| TASK TO CARRY OUT |
Report every line of the listing below that contains the string "green", copying each such line in full.

| INFORMATION SUPPLIED |
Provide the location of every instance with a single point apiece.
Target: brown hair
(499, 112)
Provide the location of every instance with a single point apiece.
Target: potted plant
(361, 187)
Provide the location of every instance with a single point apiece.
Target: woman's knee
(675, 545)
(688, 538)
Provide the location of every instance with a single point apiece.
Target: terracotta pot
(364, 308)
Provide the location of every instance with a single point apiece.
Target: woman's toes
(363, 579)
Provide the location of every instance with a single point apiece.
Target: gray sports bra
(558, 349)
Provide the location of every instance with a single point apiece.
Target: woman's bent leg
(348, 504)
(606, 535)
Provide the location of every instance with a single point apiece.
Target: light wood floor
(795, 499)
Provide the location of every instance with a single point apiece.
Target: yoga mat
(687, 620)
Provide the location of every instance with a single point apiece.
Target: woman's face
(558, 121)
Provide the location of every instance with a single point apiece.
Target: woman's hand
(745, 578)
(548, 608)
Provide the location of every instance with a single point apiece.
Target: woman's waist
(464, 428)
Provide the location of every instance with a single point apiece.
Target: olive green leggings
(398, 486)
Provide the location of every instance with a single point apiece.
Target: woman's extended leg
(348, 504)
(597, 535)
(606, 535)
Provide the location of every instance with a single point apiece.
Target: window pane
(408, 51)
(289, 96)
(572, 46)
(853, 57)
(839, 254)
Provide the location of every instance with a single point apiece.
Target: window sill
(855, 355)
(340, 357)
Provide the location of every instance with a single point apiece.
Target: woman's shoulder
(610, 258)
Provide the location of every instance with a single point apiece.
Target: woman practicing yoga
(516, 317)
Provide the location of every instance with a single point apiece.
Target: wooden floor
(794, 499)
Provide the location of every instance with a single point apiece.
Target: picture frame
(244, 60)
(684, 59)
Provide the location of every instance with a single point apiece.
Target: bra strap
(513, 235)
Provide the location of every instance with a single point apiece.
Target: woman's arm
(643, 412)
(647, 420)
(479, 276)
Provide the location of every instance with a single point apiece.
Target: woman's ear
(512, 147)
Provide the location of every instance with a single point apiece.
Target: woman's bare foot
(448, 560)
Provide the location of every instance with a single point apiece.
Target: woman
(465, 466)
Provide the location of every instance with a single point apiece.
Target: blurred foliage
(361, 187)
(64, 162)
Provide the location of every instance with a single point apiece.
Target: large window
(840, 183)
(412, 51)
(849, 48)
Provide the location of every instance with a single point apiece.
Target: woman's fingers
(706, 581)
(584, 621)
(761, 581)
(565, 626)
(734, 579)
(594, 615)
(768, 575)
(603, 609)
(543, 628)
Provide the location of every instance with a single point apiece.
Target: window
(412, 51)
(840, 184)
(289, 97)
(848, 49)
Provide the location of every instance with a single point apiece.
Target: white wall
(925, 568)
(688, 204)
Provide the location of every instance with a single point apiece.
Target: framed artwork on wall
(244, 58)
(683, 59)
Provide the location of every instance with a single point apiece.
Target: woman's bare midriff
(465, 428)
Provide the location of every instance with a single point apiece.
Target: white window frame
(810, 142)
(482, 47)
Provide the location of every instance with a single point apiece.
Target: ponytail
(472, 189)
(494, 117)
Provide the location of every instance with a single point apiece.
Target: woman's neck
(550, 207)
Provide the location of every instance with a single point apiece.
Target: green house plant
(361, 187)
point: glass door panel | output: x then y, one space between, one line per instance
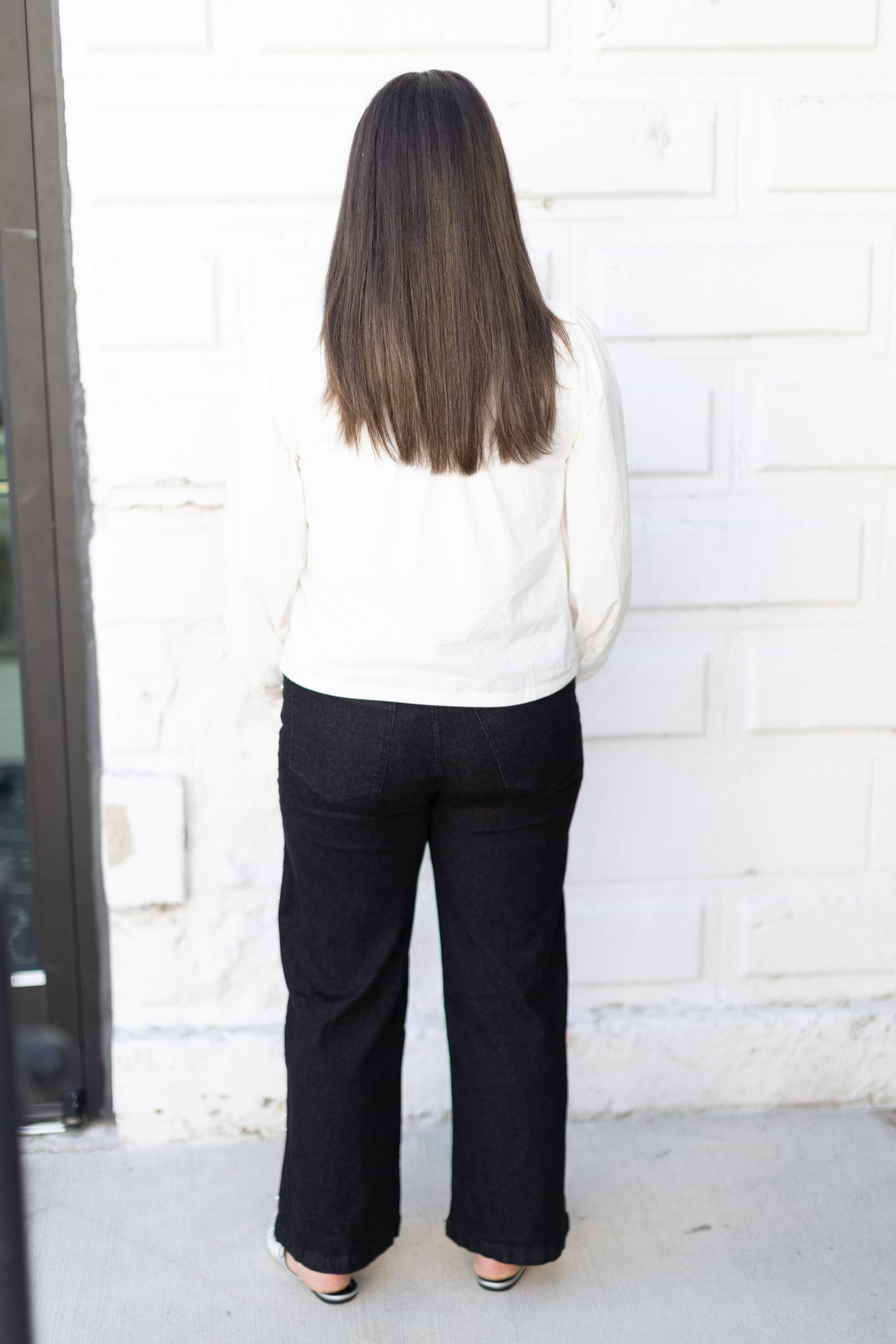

| REPLY TO THE EXERCISE |
Target: olive green leggings
Target: green house plant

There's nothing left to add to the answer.